Reproduce every line of the material below word for word, with no changes.

-- Start of Source records --

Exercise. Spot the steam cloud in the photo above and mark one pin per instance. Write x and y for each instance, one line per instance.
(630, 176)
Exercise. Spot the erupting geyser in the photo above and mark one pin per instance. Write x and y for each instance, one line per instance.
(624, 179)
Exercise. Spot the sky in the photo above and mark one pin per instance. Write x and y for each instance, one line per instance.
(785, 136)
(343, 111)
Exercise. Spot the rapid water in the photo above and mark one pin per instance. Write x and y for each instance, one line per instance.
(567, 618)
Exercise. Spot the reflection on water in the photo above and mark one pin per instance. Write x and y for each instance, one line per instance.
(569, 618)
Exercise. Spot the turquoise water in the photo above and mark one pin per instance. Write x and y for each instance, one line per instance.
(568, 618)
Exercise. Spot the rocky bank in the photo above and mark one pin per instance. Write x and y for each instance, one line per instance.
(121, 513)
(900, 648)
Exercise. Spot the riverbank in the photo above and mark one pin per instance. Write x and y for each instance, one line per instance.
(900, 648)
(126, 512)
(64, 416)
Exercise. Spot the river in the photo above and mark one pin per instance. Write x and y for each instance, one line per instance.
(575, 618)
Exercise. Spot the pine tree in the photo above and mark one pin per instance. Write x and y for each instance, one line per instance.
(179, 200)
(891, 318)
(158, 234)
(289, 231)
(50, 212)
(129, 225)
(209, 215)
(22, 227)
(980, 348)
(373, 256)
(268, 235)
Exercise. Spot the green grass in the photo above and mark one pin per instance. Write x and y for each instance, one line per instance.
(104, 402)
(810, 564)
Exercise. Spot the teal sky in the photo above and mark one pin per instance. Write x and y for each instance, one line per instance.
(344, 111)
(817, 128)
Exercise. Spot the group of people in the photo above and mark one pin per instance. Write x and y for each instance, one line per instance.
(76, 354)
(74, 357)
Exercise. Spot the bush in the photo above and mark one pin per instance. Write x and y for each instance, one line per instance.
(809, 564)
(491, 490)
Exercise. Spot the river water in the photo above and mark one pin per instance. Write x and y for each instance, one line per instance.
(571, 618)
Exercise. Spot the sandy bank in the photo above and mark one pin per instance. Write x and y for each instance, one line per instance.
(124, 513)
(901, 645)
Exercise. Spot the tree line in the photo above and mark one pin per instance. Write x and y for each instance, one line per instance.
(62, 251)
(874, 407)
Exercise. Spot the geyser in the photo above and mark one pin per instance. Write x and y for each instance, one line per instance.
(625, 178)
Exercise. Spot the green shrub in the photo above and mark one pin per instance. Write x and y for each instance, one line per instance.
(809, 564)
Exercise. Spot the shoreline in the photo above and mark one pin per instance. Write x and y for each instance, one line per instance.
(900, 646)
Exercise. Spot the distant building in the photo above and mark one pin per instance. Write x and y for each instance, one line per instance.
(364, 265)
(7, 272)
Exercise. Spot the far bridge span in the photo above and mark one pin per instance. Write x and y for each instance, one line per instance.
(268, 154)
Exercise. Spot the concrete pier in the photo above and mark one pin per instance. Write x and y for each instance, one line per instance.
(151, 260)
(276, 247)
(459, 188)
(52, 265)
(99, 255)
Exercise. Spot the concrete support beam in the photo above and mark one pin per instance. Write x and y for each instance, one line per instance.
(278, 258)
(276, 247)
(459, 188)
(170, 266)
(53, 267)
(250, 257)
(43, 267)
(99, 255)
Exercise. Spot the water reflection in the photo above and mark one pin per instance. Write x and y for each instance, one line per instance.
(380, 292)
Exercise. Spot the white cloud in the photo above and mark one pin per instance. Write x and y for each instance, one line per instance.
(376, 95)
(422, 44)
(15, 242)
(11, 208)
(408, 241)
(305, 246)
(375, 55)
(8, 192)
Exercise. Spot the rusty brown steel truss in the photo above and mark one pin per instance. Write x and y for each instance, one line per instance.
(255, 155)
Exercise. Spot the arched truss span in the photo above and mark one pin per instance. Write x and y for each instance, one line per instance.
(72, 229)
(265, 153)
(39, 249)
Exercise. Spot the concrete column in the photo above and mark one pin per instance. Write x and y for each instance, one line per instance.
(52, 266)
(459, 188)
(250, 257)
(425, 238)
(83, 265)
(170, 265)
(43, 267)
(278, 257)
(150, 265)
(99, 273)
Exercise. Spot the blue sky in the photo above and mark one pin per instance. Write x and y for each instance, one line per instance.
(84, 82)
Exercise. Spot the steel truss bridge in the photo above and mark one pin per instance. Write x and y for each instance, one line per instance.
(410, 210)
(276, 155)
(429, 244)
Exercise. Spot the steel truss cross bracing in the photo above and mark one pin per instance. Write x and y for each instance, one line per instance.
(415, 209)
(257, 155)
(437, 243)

-- End of Source records --

#### Completed task:
Exercise. Spot the steam cloud in the photo above and mark one pin per instance. Write x and y for each instance, one line per instance.
(630, 176)
Exercise. Spot the erupting geyser in the photo above and mark one pin per instance. Write x and y for each instance, one line per instance.
(624, 179)
Exercise. Spot the sky in the photo above and mark one pin per instance. Write x and y for each instance, one line per instance.
(785, 136)
(343, 111)
Exercise. Spot the rapid water in the photo above and mark one pin per instance. Write x and y for each instance, one line per instance.
(567, 618)
Exercise. Spot the reflection on water in the photo above and mark one pin per instance. Write x and y for each instance, one line per instance.
(569, 618)
Exercise. Spot the turquoise water in the photo above and mark one pin per instance. Write x and y for each instance, one line per instance.
(568, 618)
Exercise. Spot the rocky bank in the photo above and mark one pin per instance. Write x and y for each instance, one line per instance.
(121, 513)
(900, 648)
Exercise. Spot the riverbank in the photo above and mark one pin per instance. Write x and y for each instance, one line per instance.
(900, 648)
(126, 512)
(64, 416)
Exercise. Spot the river in the photo above and mark one pin per instance. Write x and y for each instance, one line per instance.
(575, 618)
Exercise. Spot the pine tree in the photo above and mark one pin per instance. Write x and y for each instance, one line per instance.
(179, 200)
(891, 318)
(158, 234)
(289, 231)
(50, 212)
(129, 225)
(209, 215)
(22, 227)
(980, 348)
(373, 256)
(268, 235)
Exercise. Spot the green grass in the photo above and mark one pin per instance. Write x and y for each instance, one line per instance.
(104, 402)
(810, 564)
Exercise. Spot the teal sky in the photo above and mark one pin per instance. Write x and y for each instance, one line per instance.
(344, 111)
(817, 128)
Exercise. Spot the group of people in the photo above and mark one pin per instance. Write x and y for each instance, one line per instance.
(76, 354)
(74, 357)
Exercise. Spot the bush in the photo above and mark one pin per instance. Write x and y for each instance, one line per instance.
(809, 564)
(491, 490)
Exercise. Spot the river water in the photo above and mark one pin per instance. Write x and y for each instance, one line per instance.
(571, 618)
Exercise. Spot the sandy bank in the photo above and mark one pin per instance. Write x and y for each instance, one line per instance.
(124, 513)
(901, 645)
Exercise. Spot the tree line in the photo above and mark one pin per instance. Write x and y for each instance, one line per instance.
(62, 251)
(874, 407)
Exercise. Spot the geyser in the photo above and mark one pin per instance. Write x and y for each instance, one line per instance.
(625, 178)
Exercise. Spot the green shrub in the photo above and mark one pin per instance. Write x and y for each instance, one line per instance.
(809, 564)
Exercise. Spot the shoreline in the photo above and mark one pin per instance. Write x and y for each instance, one line per instance.
(900, 646)
Exercise. Spot the distant building in the photo above and mark one pin per instance. Write x and y for each instance, one line per instance.
(364, 265)
(7, 272)
Exercise. Spot the far bridge span in the photo above and mark one pin per instance. Write x and y for each instance, one line per instance.
(268, 154)
Exercise. Spot the concrete pier in the photo above and mark one pin per instance. Write x and y for each instance, one line per instance.
(151, 260)
(276, 247)
(459, 188)
(52, 265)
(99, 255)
Exercise. Spot the concrete support beam in the photo above and mark one pin per instance. Write x and y for each instance, one line per instance.
(278, 258)
(276, 247)
(459, 188)
(170, 266)
(53, 267)
(250, 257)
(43, 267)
(99, 255)
Exercise. Spot the water reflection in the photo above and mark one pin per instance. Write x and y for each instance, one line per instance.
(380, 292)
Exercise. Spot the white cloud in the photo above and mark one pin per instance. Write x and y for each instance, one line per instance.
(376, 95)
(422, 44)
(15, 242)
(11, 208)
(408, 241)
(305, 246)
(375, 55)
(8, 192)
Exercise. Spot the rusty brown steel truss in the photo above and mark one pin per instance. Write x and y for each instance, one line per instance.
(255, 155)
Exercise. Spot the arched truss span in the photo above and mark one pin per instance. Write x and y for each instance, one line per instance.
(72, 229)
(265, 153)
(39, 249)
Exercise. Spot the concrete column in the photo above and mark one pin per instance. Write x and y for each instance, one line per instance.
(52, 266)
(459, 188)
(250, 257)
(425, 238)
(83, 265)
(170, 265)
(43, 267)
(278, 257)
(150, 265)
(99, 273)
Exercise. Spot the blue sky in the photo above and mark one pin per instance. Write x and y for each instance, one line per instance.
(84, 82)
Exercise. Spot the steel truss bridge in the photo above and mark one pin per instance. Write x and y for each instance, one line per instance.
(410, 210)
(276, 155)
(429, 244)
Exercise. Spot the steel truss cross bracing in the photo above and mark one pin per instance. Write x and y for each instance, one line per instance.
(415, 209)
(257, 155)
(437, 243)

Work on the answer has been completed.